À la sortie de l’hôpital, un patient remercie son psychiatre
de l’avoir guéri : il ne se prend plus pour un morceau de sucre. Passe un
chien. Le patient effrayé referme vite la porte.
- Voyons, dit le médecin, vous savez bien que vous n’êtes
pas un morceau de sucre.
- Je le sais moi, mais le chien, lui, il ne le sait
pas !
Tout deviendra plus clair pour le patient et le chien une
fois qu’ils auront lu
No One Understands You and What to Do About It, de
Heidi Grant Halvorson. Professeur de psychosociologie à Columbia Business
School, celle-ci explique pourquoi les autres ne nous voient pas comme nous
croyons être, pourquoi ils comprennent de travers ce que nous leur disons.
Le livre s’ouvre sur un débat télévisé pendant la campagne
présidentielle américaine de 2012. Barack Obama est réputé excellent orateur. Pour
se donner l’air
« présidentiel » et ne pas apparaître
« sarcastique »,
il épargne à son adversaire, Mitt Romney, les petites phrases préparées par ses
assistants. Il quitte la salle sûr de sa victoire. En réalité, le débat est un
désastre : selon un sondage le président est apparu
« léthargique
et indifférent », il n’est donné pour vainqueur du débat que par
25 % du public. Comme quoi, il vaut peut-être mieux ne pas se priver de
petites phrases !

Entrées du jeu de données
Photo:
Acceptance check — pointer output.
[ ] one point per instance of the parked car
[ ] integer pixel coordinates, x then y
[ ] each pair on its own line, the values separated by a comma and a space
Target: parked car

## [ÉNONCÉ DE LA TÂCHE]
Répondez à ces questions à partir de l'extrait :
(a) Pour quoi le patient ne se prend-il plus en sortant de l'hôpital ?
(b) Dans quelle école Heidi Grant Halvorson est-elle professeur de psychosociologie ?
(c) Selon un sondage, quelle part du public donne le président vainqueur du débat ?
Les items ne sont d'aucune utilité ici.

## [CORRIGÉ]
(a) Pour un morceau de sucre.
(b) À la Columbia Business School.
(c) 25 % du public.